▶ Objective 1
In the text on China and its currency, what is China's currency pegged to?
▶ Objective 2
Extend the text on China and its currency, picking up after its final sentence.

▶ Reading text

----

China and its currency

This “problem” (I use quotes because its only a problem for the US, and quite a gain for china) seems to have been put on a backburner.

China has kept its currency, the Renminbi or also known as the yuan pegged to the US dollar.  This means that the currency rises and falls in value with the US dollar.

Because the currency is kept undervalued with the dollar, China has become the manufacturing outsourcing capital of the world.  China is now one of the fastest growing nations, soon I think it will take status as a superpower.  Its economy is growing at extreme rates and the money just keeps flowing into China.  Usually when an economy is doing so well the currency will gain value, but since it is pegged to the USD without a free float it will stay undervalued.

Why the US is up in arms:

-A cheap currency in China means that jobs will be outsourced to China.
-The trade deficit with China will always be huge for the US because the currency is so cheap.

----

▶ Material supplied
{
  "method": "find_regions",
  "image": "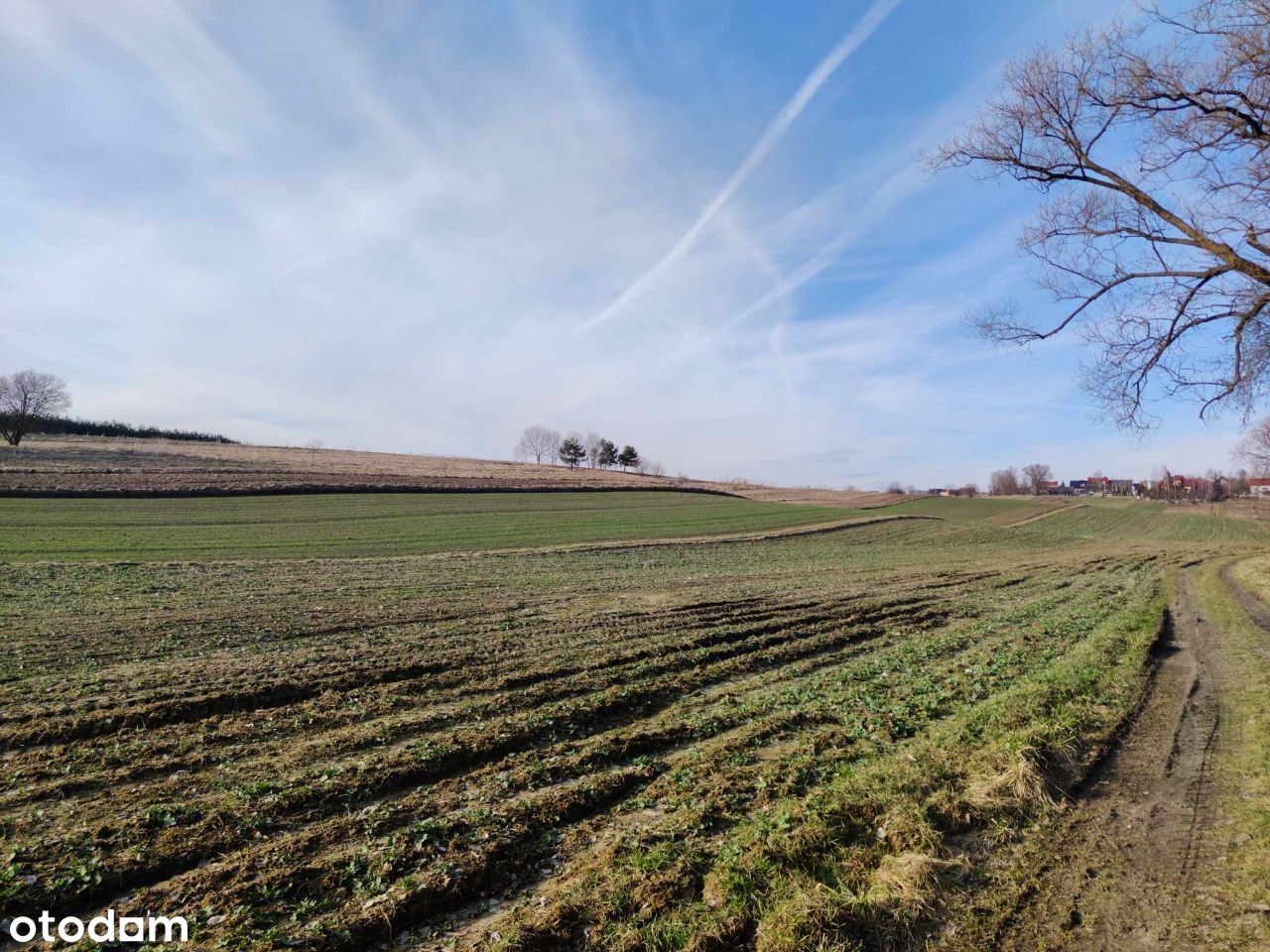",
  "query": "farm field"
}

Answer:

----

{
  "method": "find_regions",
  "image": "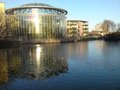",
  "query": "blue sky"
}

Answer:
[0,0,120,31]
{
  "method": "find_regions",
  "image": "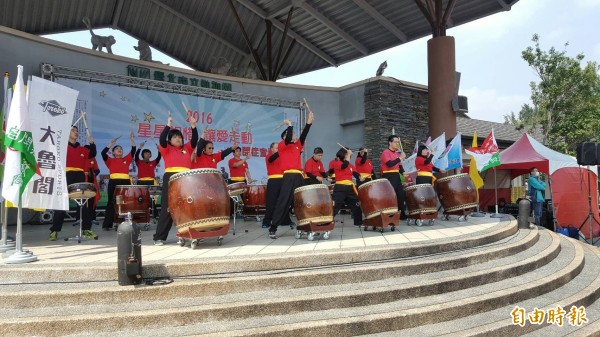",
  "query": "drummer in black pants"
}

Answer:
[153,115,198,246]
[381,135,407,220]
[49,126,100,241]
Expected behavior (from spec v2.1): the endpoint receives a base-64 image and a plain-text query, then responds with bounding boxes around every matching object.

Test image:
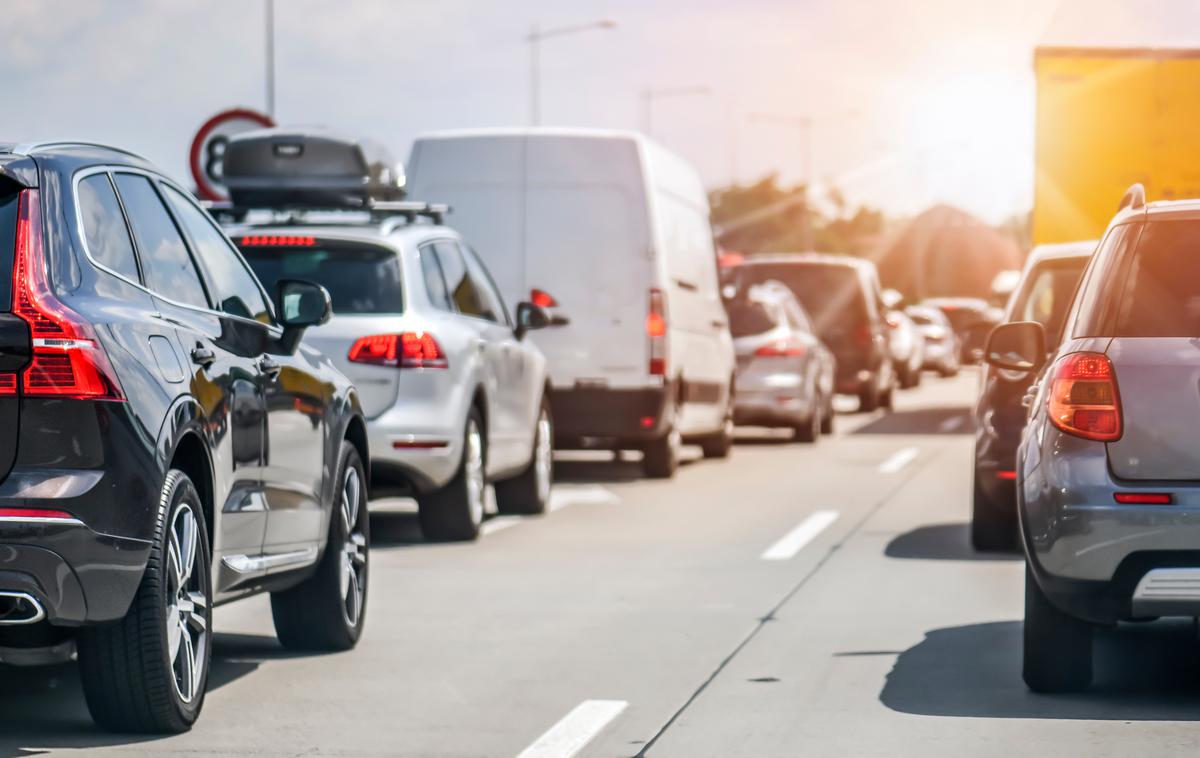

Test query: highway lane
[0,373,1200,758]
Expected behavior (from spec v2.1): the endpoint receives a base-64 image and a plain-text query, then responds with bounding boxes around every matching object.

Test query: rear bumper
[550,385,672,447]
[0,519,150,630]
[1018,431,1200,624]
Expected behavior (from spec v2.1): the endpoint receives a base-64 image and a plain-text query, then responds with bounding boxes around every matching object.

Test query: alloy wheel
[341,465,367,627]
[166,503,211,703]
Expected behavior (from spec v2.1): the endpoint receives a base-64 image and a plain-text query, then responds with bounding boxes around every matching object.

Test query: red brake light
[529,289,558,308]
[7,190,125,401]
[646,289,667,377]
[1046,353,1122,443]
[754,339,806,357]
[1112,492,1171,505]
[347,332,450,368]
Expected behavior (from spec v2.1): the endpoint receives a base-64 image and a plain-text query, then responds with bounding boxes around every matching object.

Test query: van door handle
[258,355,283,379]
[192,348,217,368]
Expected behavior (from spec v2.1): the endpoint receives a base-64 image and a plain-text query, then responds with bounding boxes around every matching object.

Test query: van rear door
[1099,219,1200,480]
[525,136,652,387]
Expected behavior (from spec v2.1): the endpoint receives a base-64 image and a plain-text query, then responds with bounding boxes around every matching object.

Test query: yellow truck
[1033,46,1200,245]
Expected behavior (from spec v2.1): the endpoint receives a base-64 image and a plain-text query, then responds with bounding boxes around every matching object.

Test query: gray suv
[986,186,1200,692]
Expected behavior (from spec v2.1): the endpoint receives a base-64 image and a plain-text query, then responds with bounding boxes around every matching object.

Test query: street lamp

----

▶ Result 1
The US dollar.

▶ Result 2
Good for China:
-Steady flow of money into the countries economy because it will always be cheaper than producing in the US/
-Since it is pegged to the dollar, the Chinese don’t ever have to worry about becoming more expensive than domestic manufacturing because the currency is pegged.

China has moved forward and began to peg the yuan to a “basket” of currencies, although that basket is widely unknown.

I think when China is ready to take on its status as a worldwide super power it will unpeg its currency.  I believe that the yuan would gain incredible amount of value just in the first month of trading.  There is so much potential in China but it is being restricted because of the currency peg.